* BEGIN WORKING DATA *
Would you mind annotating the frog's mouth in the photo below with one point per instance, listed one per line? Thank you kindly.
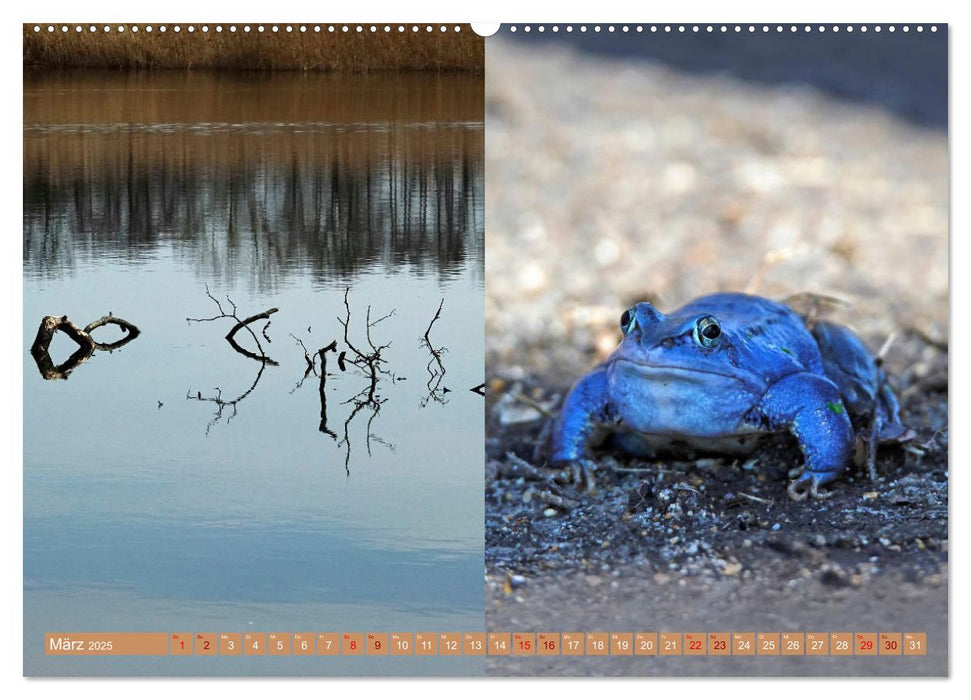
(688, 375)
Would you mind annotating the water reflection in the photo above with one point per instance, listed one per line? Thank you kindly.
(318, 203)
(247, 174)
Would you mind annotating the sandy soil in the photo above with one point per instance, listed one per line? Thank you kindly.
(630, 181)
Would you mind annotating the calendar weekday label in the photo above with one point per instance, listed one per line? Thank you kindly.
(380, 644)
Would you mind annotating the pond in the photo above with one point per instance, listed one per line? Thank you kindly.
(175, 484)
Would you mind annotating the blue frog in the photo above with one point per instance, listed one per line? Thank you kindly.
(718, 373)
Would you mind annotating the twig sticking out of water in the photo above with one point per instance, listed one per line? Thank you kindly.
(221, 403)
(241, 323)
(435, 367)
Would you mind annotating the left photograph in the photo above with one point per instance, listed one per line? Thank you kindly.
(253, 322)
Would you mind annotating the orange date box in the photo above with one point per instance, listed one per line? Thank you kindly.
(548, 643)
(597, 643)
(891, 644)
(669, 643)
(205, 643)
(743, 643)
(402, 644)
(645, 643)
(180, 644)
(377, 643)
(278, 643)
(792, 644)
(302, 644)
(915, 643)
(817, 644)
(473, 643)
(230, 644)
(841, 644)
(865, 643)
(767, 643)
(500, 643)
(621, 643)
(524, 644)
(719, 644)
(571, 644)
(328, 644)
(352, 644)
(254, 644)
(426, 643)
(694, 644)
* END WORKING DATA *
* BEGIN WORKING DATA *
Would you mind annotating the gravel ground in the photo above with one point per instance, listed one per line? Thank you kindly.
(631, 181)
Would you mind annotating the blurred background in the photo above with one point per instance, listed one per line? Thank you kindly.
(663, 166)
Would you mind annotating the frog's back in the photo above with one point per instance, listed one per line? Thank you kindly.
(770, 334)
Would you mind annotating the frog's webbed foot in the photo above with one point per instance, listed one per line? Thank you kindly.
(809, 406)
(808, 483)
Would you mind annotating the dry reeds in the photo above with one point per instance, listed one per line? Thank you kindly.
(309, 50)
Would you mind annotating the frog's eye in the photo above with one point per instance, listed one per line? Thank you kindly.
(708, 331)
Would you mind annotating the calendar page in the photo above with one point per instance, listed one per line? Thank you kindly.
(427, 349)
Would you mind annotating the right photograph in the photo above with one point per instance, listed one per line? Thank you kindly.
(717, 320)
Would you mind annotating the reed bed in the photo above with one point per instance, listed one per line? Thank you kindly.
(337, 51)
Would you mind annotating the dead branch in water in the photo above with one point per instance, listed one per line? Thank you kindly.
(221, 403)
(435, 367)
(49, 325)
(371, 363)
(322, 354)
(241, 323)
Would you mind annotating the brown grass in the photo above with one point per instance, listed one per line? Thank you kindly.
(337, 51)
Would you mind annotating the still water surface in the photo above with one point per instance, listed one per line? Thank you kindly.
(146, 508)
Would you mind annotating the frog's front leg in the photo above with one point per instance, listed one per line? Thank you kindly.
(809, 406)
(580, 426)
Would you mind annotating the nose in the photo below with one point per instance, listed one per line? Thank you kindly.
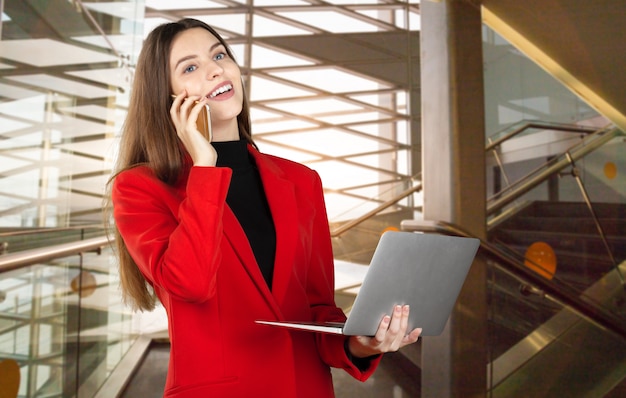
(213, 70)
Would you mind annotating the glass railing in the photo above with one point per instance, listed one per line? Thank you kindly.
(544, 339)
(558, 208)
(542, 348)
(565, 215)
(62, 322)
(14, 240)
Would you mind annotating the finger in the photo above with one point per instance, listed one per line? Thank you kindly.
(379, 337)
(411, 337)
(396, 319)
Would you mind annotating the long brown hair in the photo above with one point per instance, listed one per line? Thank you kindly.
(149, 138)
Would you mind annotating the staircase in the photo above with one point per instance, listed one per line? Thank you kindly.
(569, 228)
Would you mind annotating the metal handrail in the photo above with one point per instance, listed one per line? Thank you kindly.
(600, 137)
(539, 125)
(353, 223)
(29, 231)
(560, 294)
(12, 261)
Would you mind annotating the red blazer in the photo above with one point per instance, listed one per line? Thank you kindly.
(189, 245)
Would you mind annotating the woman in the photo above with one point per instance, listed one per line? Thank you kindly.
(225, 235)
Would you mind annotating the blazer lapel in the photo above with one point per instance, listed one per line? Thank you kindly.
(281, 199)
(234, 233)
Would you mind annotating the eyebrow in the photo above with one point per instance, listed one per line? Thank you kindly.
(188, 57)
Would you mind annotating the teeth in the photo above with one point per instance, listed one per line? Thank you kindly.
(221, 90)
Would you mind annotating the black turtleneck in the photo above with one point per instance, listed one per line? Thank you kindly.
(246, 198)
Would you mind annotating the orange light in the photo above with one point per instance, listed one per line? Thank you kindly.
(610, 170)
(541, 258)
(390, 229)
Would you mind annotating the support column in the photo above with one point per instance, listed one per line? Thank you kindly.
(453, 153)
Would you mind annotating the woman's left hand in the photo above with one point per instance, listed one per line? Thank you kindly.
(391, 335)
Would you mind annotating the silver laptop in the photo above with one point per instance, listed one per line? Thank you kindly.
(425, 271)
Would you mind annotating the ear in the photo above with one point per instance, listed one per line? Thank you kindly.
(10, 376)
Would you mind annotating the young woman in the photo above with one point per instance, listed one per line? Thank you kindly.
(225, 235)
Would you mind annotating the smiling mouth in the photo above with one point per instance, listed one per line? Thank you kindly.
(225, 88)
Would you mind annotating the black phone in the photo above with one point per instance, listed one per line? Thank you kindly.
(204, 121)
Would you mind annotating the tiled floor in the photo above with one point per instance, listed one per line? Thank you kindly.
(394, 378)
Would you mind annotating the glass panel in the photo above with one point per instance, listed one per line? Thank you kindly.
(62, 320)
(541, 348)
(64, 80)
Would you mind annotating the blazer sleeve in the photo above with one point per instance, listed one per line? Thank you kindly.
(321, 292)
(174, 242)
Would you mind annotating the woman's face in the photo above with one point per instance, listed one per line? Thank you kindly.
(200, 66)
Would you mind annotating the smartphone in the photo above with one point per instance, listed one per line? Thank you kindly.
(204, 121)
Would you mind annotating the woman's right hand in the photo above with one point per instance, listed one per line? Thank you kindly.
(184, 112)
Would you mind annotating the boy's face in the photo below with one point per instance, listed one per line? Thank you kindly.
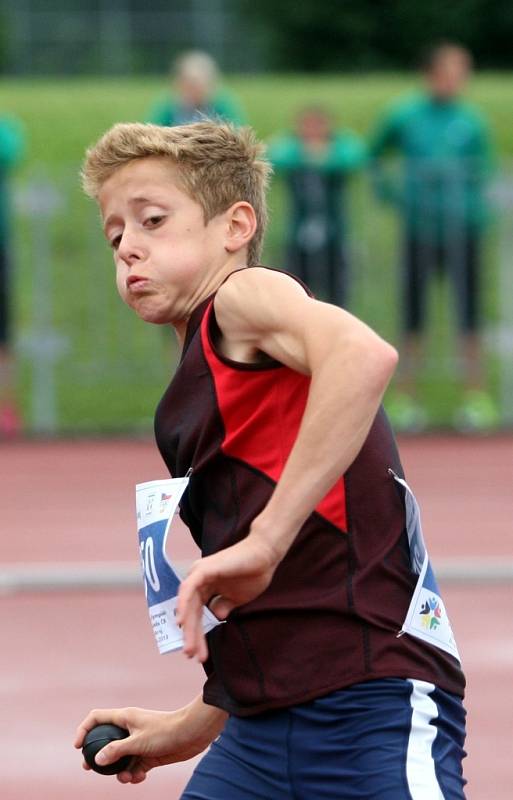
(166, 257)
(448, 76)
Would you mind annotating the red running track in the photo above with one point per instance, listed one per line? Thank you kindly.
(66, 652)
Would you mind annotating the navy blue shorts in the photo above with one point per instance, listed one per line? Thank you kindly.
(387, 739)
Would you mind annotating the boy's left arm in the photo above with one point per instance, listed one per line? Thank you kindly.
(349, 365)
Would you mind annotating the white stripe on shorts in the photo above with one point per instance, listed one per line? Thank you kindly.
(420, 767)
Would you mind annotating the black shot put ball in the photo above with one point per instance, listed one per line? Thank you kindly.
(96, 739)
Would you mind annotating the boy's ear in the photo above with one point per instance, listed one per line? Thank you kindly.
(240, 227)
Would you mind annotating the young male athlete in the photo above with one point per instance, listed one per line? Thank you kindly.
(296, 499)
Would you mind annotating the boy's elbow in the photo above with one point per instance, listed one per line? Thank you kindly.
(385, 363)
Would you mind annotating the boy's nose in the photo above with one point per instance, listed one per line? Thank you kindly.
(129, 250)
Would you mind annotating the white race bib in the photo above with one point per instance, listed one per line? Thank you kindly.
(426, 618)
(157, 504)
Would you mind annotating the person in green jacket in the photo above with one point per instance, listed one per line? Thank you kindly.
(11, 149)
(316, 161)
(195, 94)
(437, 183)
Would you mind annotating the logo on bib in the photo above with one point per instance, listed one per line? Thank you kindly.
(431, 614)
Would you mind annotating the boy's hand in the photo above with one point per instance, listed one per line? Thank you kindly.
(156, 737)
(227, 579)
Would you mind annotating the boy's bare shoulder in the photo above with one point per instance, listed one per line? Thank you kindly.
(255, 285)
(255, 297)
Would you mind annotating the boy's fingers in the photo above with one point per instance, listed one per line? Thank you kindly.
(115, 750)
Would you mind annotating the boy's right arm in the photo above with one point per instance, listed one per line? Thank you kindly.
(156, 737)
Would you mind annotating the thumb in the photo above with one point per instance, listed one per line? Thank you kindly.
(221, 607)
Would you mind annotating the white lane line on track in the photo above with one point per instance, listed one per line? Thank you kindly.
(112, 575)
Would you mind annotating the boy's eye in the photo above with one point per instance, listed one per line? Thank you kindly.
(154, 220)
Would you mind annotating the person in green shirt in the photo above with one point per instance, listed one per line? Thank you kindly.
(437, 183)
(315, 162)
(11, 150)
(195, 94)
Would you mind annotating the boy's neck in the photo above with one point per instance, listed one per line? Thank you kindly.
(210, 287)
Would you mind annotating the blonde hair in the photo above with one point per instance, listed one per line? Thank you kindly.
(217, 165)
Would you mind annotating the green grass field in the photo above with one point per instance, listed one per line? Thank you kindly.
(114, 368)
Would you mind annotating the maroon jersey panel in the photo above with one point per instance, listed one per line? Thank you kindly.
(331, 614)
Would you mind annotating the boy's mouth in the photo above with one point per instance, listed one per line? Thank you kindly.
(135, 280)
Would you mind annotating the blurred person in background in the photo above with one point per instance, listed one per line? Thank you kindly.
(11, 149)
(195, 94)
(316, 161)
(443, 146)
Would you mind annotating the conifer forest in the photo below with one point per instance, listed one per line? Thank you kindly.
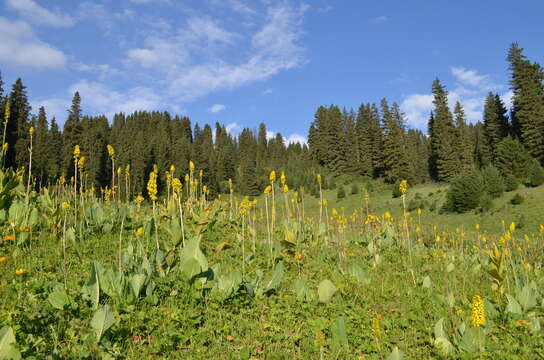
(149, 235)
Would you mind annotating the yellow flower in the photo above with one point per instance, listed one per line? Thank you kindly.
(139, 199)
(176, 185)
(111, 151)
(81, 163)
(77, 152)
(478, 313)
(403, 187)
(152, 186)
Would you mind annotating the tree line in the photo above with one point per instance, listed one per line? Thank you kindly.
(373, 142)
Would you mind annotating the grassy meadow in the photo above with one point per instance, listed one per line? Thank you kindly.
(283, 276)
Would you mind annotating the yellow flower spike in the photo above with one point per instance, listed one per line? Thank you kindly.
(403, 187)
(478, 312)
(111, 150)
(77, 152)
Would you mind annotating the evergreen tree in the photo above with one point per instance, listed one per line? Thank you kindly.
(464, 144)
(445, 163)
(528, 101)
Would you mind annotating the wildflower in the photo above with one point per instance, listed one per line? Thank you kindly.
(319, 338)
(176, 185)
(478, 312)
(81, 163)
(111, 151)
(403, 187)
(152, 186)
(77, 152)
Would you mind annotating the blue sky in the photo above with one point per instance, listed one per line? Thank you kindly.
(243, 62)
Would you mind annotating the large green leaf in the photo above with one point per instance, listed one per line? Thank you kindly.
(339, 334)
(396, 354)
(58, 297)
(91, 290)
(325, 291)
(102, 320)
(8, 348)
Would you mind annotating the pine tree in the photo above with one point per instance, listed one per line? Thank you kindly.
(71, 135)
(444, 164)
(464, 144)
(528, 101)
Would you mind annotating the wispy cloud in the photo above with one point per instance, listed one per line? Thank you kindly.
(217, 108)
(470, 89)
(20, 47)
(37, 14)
* END WORKING DATA *
* BEGIN WORKING DATA *
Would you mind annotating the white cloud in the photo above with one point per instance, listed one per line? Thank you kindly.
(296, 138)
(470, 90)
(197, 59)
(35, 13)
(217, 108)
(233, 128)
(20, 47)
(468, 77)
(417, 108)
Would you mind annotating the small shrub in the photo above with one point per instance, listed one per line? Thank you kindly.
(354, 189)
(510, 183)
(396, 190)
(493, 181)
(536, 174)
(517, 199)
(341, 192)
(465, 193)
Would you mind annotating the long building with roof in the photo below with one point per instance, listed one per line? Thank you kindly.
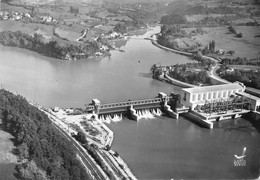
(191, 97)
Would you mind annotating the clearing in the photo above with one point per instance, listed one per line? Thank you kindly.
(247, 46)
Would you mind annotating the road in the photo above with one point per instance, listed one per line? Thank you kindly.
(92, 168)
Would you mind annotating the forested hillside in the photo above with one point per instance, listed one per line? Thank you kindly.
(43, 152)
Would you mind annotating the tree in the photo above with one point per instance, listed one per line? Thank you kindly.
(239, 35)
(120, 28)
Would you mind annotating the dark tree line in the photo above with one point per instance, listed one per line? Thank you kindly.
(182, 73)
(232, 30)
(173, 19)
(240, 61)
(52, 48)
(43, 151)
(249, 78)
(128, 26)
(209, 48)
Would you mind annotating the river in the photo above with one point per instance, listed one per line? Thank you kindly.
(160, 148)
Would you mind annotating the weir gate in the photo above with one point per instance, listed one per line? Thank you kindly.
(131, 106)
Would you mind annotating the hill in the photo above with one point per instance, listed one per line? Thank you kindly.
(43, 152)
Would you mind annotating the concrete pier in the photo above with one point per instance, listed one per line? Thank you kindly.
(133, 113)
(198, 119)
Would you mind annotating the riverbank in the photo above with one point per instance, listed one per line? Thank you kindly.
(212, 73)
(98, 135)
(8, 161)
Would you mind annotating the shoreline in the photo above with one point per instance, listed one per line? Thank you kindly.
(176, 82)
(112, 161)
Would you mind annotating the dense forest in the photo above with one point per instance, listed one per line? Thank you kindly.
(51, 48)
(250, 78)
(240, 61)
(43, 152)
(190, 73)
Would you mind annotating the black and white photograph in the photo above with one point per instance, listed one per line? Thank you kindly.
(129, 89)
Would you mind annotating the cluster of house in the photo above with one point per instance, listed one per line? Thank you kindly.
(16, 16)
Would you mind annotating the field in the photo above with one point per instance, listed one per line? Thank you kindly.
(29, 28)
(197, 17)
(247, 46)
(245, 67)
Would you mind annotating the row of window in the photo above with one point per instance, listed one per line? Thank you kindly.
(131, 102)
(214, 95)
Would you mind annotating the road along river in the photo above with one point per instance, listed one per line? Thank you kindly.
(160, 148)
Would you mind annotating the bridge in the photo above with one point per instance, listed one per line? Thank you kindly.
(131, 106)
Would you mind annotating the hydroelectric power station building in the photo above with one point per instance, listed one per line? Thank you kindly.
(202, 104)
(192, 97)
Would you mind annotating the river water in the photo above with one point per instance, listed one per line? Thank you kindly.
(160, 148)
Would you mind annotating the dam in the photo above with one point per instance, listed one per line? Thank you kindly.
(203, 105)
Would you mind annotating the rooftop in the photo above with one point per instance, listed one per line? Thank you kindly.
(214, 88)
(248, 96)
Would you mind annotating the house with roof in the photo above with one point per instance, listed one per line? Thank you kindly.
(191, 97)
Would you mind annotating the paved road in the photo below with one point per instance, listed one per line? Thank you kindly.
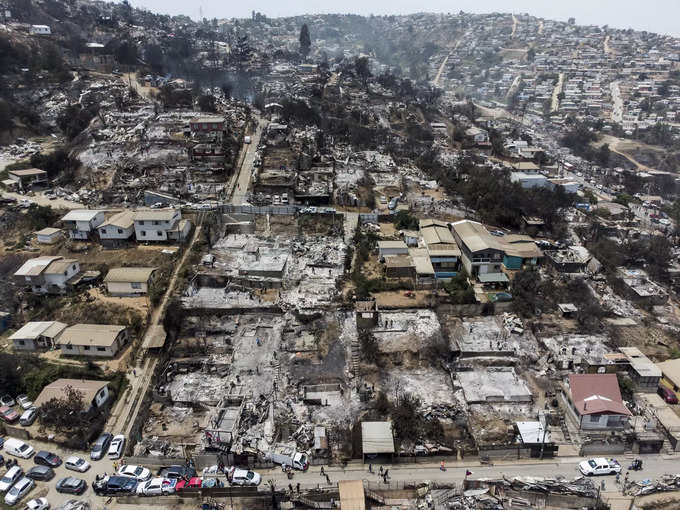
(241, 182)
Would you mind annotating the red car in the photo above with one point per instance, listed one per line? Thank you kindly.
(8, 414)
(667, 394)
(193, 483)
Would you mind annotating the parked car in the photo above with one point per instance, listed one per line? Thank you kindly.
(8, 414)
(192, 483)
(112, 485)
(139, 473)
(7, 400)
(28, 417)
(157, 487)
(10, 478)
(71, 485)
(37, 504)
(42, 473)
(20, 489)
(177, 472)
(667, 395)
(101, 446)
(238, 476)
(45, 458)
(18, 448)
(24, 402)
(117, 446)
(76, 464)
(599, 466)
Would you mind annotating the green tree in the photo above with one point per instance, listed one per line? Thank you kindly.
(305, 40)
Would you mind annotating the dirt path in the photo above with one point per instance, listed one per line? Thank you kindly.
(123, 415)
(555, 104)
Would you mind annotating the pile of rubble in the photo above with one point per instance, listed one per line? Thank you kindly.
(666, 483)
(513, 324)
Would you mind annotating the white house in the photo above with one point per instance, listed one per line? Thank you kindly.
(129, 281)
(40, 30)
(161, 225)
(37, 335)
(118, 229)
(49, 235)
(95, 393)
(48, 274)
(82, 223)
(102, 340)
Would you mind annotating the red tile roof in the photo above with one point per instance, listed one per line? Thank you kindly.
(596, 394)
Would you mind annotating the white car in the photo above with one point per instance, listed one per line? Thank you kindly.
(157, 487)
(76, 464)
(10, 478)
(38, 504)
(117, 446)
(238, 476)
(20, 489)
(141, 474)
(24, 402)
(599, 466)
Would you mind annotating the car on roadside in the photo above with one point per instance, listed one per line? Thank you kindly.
* END WORKING DATA *
# EXERCISE AIM:
Collect every line in the items above that contains the word "cloud", treating uppercase and lowercase as different.

# FINISHED ANSWER:
Would you mind annotating the wispy cloud in the photo above with one point per instance, listed one per line? Thank you kindly.
Would you mind annotating the white cloud in the photo above with one point per instance, listed one per line? Thank you kindly.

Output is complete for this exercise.